The request ->
Copy out every line of the records below, requests included, and multiply each point coordinate in the answers by 2, rounding to whole numbers with halves going up. Keep the sample coordinates in the requests unchanged, and leave the pictures out.

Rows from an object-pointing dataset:
--- START ---

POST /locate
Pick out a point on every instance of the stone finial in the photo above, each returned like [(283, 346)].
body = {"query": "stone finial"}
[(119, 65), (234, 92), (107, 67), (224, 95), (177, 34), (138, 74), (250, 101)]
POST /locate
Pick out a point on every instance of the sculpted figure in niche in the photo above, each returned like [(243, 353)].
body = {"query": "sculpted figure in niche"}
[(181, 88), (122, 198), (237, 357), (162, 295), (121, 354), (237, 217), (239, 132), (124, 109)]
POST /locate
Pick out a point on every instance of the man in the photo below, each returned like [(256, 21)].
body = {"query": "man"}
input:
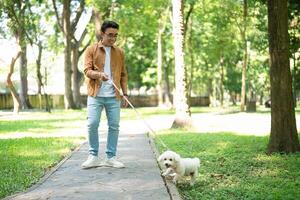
[(104, 65)]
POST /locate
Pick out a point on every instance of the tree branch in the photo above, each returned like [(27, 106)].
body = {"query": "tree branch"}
[(78, 15), (84, 48), (57, 16)]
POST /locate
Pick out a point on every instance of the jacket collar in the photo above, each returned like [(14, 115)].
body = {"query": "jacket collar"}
[(100, 45)]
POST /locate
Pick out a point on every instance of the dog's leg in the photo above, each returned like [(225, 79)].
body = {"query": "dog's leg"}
[(194, 176), (167, 172), (175, 179)]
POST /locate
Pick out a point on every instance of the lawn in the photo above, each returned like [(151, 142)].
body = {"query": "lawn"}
[(235, 166), (24, 161)]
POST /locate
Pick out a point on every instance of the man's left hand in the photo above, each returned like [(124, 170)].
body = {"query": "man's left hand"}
[(124, 102)]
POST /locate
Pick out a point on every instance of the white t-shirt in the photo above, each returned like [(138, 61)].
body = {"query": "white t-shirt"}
[(107, 89)]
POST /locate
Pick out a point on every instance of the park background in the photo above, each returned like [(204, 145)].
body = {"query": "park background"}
[(206, 53)]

--- END ---

Answer to this task ->
POST /locate
Pick out a point on every instance of the stone finial in the photo above, each returned like [(283, 346)].
body = {"query": "stone finial"}
[(238, 130), (468, 184), (214, 134), (448, 190), (354, 68), (276, 148), (500, 202)]
POST /locate
Pick out a point on every instance of the sculpted figure in niche in the photo above, each returned like [(243, 353)].
body = {"query": "sculpted figure in niche"}
[(362, 176), (244, 396), (474, 714), (324, 590), (242, 708), (474, 434), (478, 264), (248, 218)]
POST /locate
Pick out a point on every instance of the man in the photo below, each returned like [(256, 21)].
body = {"query": "man"}
input:
[(208, 130)]
POST /locate
Pick out a point on every instance of the tree branch in the photo above, each returned like [(27, 106)].
body = {"query": "tree branch"}
[(156, 30), (168, 96), (114, 32)]
POST /locate
Pick out a point on every instance of the jacket collar in the photo above, each returned like [(14, 115)].
body = {"query": "jacket collar"}
[(200, 90)]
POST /locate
Pick out a point on every instance of the dog's leg in the photo above, each returned like [(225, 79)].
body = {"query": "dog's leg"}
[(388, 352), (334, 344), (350, 358)]
POST /locate
Pick out a point on every instance of the lawn in the photo above, each returned like [(151, 142)].
body = {"query": "lawn"}
[(470, 332), (48, 322)]
POST /locate
Pick out a point on every instance of the man's left hand in the photo above, each returned like [(124, 170)].
body = {"query": "man's left hand"}
[(248, 204)]
POST /locate
Pick out a point on every instance of the white t-shirt in the photo above, each returned like [(138, 61)].
body = {"query": "white t-shirt"}
[(214, 178)]
POST /locate
Pick out a point on every instance of the park background in the photo above, each returned like [(204, 145)].
body = {"query": "park background"}
[(412, 106)]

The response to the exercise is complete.